Decisão Texto Integral:
Acordam no Tribunal da Relação de Guimarães

I. RELATÓRIO

A) AA por apenso aos autos em que é exequente BB, veio deduzir Oposição à Execução, onde conclui entendendo que devem os presentes Embargos de Executado serem recebidos e julgados procedentes, por provados, com as legais consequências.
Para tanto alega, em síntese, para além da exceção de falta de citação no processo declarativo onde foi proferida a sentença dada à execução como título executivo e já julgada improcedente, por decisão transitada em julgado, que as letras de câmbio que titulam o “alegado crédito” do então autor, ora exequente no processo nº 75/07.... não foram assinadas pelo executado AA pois o ora executado nem tinha conhecimento dos alegados empréstimos feitos pelo exequente à sua falecida mulher uma vez que o ora executado sempre esteve emigrado na ..., vindo a casa apenas no mês de agosto e, quando lhe era possível, no Natal, chegando na véspera de Natal e regressando logo de seguida sendo, por isso, a sua assinatura, falsificada.
Em nenhuma das letras consta a indicação do lugar em que se deve efetuar o pagamento; o nome da pessoa a quem, ou à ordem de quem deve ser paga; a indicação da data em que e do lugar onde a letra foi passada; o contribuinte do sacado.
Também alega que no lugar da assinatura do sacador, em duas das letras, está o nome da falecida (sacado) e numa outra letra, no lugar do sacador está em branco, além do que, em duas das letras, na data de vencimento existem duas datas, como se poderá constatar na letra de €15.798,48, cujo vencimento seria a 02/09/2005 e depois, em baixo, no lugar onde está manuscrito o valor por extenso aparece 2006-03-20, estando as letras feridas por vício na forma, gerador da nulidade da obrigação cambiária.

Registos de anotação de pontos
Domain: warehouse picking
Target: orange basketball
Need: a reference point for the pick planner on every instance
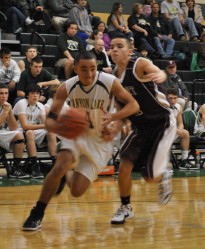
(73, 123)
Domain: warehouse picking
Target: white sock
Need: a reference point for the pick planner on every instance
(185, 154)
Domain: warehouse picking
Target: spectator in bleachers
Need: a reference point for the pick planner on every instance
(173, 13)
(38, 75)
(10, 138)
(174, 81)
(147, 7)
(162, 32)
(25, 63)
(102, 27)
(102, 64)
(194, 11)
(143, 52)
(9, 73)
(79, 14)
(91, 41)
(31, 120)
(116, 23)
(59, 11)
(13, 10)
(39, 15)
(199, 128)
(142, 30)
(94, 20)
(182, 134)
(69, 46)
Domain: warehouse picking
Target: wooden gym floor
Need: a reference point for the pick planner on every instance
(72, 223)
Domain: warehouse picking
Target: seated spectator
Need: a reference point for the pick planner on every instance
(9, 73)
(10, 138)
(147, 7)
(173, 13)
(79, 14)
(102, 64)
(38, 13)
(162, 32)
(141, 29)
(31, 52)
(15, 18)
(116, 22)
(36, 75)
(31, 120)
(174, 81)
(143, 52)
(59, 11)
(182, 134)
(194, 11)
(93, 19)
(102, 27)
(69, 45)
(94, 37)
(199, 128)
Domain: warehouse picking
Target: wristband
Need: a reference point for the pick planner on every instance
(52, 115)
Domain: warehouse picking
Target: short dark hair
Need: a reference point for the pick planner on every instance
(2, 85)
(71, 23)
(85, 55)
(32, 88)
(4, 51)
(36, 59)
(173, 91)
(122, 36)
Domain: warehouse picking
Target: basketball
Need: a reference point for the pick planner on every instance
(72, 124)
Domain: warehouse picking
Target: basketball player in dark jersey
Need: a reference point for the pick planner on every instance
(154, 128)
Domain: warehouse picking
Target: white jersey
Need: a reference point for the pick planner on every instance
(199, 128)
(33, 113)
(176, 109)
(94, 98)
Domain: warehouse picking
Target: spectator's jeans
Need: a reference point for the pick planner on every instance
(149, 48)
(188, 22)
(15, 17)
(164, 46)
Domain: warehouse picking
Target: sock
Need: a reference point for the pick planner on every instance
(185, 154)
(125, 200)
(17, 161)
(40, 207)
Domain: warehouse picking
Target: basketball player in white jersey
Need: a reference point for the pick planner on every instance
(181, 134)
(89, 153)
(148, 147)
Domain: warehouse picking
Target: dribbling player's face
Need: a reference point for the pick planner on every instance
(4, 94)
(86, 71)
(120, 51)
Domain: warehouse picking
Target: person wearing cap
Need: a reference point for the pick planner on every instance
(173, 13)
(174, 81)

---

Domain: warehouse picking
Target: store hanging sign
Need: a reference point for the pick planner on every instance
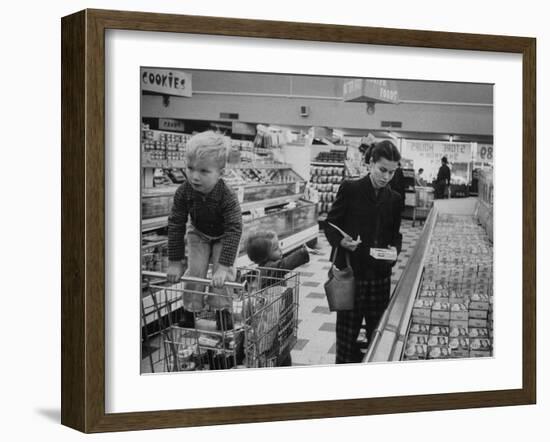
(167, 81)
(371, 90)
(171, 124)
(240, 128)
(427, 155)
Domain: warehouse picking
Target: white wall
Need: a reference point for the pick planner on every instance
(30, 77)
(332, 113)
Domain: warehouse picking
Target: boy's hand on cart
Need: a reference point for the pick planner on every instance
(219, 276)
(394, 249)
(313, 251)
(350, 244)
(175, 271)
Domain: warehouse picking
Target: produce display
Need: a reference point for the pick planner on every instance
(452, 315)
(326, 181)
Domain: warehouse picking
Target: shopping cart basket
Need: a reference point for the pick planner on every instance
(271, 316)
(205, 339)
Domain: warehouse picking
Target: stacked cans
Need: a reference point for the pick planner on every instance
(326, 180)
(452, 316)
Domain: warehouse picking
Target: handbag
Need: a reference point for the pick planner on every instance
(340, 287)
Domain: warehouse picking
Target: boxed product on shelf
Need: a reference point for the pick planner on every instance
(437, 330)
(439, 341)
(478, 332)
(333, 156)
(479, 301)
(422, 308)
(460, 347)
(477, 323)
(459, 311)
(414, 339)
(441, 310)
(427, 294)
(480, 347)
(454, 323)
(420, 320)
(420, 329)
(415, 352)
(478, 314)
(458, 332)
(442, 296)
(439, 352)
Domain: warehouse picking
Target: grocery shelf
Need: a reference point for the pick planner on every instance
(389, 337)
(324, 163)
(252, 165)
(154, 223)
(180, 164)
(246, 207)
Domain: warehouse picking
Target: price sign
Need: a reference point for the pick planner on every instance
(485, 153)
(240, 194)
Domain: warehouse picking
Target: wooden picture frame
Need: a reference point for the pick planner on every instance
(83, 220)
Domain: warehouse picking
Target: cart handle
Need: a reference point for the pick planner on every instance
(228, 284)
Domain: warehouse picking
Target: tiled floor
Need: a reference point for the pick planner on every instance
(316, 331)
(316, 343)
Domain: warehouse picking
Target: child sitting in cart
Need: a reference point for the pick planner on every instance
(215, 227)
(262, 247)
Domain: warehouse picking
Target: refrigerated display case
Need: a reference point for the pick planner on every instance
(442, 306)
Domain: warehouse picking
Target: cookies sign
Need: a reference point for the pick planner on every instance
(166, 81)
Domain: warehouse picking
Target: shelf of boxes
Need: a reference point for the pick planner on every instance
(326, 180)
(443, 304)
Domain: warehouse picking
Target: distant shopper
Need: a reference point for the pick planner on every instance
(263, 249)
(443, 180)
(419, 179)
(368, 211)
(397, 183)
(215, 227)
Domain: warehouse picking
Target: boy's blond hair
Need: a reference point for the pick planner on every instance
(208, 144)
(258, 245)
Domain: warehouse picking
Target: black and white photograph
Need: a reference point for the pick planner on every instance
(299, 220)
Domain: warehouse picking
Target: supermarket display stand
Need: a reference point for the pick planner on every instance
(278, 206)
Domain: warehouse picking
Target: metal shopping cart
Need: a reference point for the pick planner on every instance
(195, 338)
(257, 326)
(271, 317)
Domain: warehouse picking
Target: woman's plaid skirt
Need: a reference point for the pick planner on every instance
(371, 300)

* * *

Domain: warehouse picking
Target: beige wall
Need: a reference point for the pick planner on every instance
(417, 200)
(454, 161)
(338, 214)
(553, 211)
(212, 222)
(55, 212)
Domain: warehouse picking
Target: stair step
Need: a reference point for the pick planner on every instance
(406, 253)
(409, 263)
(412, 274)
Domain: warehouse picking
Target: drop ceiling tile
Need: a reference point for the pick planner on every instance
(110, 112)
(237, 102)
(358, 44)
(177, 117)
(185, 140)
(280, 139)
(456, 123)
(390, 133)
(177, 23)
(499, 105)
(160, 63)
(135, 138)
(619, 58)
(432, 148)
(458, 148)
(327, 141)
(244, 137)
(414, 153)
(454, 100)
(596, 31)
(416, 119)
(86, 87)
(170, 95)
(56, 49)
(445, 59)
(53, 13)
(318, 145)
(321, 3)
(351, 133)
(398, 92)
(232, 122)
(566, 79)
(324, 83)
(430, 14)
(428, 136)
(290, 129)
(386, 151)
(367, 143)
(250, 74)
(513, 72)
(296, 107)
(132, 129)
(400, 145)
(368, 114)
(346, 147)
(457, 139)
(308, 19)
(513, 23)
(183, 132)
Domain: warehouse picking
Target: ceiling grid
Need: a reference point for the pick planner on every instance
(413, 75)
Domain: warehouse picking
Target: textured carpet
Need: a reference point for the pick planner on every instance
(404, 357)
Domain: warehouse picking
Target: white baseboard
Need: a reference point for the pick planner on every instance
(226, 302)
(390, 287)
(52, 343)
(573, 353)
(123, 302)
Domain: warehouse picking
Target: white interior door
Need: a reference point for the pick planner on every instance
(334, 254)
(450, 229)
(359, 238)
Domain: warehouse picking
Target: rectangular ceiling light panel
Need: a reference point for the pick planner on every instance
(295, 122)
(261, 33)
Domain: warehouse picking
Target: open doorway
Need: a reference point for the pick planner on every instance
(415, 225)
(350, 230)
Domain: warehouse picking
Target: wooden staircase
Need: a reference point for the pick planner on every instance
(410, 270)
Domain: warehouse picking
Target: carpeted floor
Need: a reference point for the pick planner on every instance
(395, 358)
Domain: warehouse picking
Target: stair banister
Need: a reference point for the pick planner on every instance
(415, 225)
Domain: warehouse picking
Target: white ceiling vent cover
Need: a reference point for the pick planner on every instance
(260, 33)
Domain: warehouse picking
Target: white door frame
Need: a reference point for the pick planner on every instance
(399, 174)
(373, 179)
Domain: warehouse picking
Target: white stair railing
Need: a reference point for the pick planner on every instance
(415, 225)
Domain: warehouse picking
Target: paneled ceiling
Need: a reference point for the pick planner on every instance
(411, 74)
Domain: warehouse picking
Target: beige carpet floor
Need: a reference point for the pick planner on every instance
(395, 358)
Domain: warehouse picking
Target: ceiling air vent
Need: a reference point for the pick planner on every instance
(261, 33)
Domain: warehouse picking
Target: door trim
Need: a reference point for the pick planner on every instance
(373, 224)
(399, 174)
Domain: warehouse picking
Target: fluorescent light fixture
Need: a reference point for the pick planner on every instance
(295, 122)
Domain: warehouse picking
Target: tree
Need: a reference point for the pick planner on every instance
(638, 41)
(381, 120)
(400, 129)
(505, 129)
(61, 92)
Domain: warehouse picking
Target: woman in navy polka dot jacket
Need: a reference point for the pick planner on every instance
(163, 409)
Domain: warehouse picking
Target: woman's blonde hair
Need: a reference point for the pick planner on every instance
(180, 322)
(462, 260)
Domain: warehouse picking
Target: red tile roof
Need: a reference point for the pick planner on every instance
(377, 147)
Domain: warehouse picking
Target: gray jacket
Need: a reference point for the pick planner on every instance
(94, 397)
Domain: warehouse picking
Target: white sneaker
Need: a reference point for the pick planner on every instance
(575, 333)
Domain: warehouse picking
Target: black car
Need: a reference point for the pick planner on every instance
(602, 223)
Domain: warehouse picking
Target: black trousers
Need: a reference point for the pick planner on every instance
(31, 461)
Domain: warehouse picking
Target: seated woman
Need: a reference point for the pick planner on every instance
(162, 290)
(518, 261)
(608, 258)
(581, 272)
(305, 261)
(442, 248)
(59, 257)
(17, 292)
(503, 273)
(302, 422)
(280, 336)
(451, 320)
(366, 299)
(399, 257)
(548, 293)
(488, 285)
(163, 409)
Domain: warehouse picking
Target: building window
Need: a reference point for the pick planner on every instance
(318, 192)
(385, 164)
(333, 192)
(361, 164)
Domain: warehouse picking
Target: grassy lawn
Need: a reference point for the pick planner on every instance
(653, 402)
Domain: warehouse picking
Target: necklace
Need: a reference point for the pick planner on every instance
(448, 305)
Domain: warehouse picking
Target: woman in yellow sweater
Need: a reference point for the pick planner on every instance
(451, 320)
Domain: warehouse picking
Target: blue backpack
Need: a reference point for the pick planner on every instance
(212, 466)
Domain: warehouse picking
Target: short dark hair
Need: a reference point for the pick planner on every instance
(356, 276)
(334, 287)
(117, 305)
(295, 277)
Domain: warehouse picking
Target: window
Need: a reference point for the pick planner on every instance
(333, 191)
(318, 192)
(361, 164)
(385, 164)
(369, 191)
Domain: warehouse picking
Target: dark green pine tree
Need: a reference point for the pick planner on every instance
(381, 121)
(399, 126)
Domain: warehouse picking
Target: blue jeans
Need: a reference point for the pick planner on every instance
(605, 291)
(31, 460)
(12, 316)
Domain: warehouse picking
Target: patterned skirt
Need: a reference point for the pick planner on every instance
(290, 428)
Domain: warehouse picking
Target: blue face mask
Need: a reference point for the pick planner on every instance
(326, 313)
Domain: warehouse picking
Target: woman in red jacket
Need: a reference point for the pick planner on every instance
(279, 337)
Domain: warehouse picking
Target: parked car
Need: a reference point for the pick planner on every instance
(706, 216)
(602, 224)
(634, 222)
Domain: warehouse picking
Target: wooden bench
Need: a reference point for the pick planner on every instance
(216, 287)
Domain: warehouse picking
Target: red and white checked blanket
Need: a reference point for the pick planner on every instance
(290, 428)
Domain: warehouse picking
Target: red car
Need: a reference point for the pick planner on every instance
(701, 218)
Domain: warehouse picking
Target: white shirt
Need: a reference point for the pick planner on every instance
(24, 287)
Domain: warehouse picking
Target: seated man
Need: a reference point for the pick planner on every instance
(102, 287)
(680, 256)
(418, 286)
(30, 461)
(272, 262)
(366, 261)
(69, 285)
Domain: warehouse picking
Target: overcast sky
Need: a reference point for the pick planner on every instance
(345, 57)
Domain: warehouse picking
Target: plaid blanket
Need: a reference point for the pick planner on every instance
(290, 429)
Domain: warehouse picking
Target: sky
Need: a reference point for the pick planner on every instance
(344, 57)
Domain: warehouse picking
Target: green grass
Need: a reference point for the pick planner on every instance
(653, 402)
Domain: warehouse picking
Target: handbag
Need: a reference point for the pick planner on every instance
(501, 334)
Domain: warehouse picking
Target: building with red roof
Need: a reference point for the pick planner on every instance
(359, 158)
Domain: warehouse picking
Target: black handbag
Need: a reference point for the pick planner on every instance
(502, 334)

#### [AÇÕES A REALIZAR]
1. Reescreva em forma de lista o parágrafo do acórdão que começa por "Em nenhuma das letras", mantendo os factos principais.
2. Transcreva palavra por palavra o trecho do acórdão que vai de "I. RELATÓRIO" a "as legais consequências.".

#### [LISTA DE SOLUÇÕES]
1.
Nenhuma das letras indica:
- o lugar onde se deve efetuar o pagamento;
- o nome da pessoa a quem, ou à ordem de quem, deve ser paga;
- a data e o lugar em que a letra foi passada;
- o contribuinte do sacado.

2.
I. RELATÓRIO

A) AA por apenso aos autos em que é exequente BB, veio deduzir Oposição à Execução, onde conclui entendendo que devem os presentes Embargos de Executado serem recebidos e julgados procedentes, por provados, com as legais consequências.